Einen ungewöhnlich eindringlichen Moment hält das Bild "Am Rande des Sportplatzes" fest: Zwei junge Männer mit freien Oberkörper umarmen sich zärtlich und blicken glücklich in die Kamera. Was würde Wladimir Putin zu dieser nackten Männerfreundschaft sagen? Würde er sie vors Militärgericht zitieren?
Diese Fotografien sind die Fermaten des Bildbands. Sie lassen verweilen, provozieren Fragen; sie zoomen eine vergangene Zeit heran.
————————
| Gestellte Aufgabe 1 |
Sammle aus den Einträgen unten jede Zeile, in der das Wort "photograph" vorkommt.

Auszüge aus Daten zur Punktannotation
————————
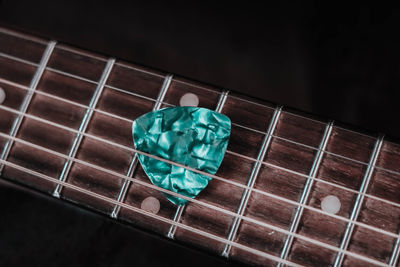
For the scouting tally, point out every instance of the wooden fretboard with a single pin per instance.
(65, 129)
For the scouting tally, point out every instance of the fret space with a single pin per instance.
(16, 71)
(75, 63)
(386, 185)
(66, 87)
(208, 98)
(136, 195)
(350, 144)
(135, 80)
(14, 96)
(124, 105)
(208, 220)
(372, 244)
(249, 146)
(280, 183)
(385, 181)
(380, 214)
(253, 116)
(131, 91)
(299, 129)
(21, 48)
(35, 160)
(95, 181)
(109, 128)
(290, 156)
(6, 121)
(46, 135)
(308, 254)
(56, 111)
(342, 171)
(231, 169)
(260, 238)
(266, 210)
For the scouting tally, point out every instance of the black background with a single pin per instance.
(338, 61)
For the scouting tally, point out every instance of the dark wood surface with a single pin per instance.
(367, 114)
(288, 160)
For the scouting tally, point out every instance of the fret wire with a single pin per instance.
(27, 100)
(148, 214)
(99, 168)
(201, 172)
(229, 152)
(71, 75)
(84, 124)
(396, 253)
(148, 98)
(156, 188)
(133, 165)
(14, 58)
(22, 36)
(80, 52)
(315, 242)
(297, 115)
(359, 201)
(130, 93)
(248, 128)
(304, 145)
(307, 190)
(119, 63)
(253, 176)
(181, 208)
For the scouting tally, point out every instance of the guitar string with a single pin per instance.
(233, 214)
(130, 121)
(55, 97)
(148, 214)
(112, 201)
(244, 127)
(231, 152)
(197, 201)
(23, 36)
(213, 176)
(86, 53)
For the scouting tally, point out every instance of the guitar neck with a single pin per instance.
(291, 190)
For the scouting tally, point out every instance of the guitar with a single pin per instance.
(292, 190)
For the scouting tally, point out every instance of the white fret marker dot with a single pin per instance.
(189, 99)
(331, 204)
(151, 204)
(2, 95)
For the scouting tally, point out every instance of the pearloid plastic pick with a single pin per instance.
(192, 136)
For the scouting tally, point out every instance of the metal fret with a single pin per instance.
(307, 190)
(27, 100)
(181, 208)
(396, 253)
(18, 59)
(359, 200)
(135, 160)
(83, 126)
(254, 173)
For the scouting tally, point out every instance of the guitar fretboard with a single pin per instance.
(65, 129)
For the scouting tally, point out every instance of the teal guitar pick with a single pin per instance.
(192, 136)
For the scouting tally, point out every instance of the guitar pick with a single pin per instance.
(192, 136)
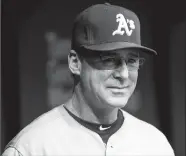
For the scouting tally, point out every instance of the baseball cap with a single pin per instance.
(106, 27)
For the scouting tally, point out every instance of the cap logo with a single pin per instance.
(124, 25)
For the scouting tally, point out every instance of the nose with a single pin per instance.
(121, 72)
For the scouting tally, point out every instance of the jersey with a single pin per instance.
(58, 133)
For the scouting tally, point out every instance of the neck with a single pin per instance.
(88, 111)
————————
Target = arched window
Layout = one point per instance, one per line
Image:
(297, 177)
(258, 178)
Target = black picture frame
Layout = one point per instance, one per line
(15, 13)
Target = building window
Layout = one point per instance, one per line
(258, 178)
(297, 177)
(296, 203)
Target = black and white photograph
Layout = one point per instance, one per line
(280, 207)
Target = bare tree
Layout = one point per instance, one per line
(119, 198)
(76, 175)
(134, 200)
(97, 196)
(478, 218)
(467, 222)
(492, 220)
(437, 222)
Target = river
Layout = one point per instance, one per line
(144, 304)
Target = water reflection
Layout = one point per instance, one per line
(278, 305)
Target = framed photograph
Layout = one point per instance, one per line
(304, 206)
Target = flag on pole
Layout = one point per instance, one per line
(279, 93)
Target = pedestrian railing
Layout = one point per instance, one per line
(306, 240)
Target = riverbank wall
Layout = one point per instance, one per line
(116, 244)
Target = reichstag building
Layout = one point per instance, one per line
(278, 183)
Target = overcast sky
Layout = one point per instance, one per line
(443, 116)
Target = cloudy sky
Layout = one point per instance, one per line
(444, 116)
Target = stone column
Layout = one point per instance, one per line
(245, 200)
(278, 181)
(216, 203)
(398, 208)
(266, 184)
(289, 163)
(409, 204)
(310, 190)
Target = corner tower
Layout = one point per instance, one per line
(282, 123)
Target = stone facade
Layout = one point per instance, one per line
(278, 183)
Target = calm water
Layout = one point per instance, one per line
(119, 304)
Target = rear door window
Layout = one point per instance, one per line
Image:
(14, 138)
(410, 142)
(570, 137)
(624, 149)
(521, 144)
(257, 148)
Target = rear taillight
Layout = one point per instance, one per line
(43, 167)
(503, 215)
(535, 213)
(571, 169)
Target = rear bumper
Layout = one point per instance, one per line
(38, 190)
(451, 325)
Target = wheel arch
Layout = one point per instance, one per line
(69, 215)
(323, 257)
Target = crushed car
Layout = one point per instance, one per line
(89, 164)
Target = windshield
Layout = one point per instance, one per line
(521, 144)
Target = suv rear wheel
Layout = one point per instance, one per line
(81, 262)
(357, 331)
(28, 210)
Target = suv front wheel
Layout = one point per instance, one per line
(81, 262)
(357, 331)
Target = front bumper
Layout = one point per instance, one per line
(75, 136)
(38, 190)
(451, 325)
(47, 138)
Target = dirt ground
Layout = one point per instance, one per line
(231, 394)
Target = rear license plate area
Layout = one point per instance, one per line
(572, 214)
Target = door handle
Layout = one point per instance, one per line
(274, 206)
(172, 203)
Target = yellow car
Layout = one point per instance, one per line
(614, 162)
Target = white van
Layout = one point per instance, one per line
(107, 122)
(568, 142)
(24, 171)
————————
| Gestellte Aufgabe 2 |
Kopiere aus dem Text über den Bildband den Abschnitt von "Einen ungewöhnlich eindringlichen" bis "vergangene Zeit heran." ohne jede Änderung.

| Ausgearbeitete Lösung 1 |
Target = black and white photograph
Target = framed photograph

| Ausgearbeitete Lösung 2 |
Einen ungewöhnlich eindringlichen Moment hält das Bild "Am Rande des Sportplatzes" fest: Zwei junge Männer mit freien Oberkörper umarmen sich zärtlich und blicken glücklich in die Kamera. Was würde Wladimir Putin zu dieser nackten Männerfreundschaft sagen? Würde er sie vors Militärgericht zitieren?
Diese Fotografien sind die Fermaten des Bildbands. Sie lassen verweilen, provozieren Fragen; sie zoomen eine vergangene Zeit heran.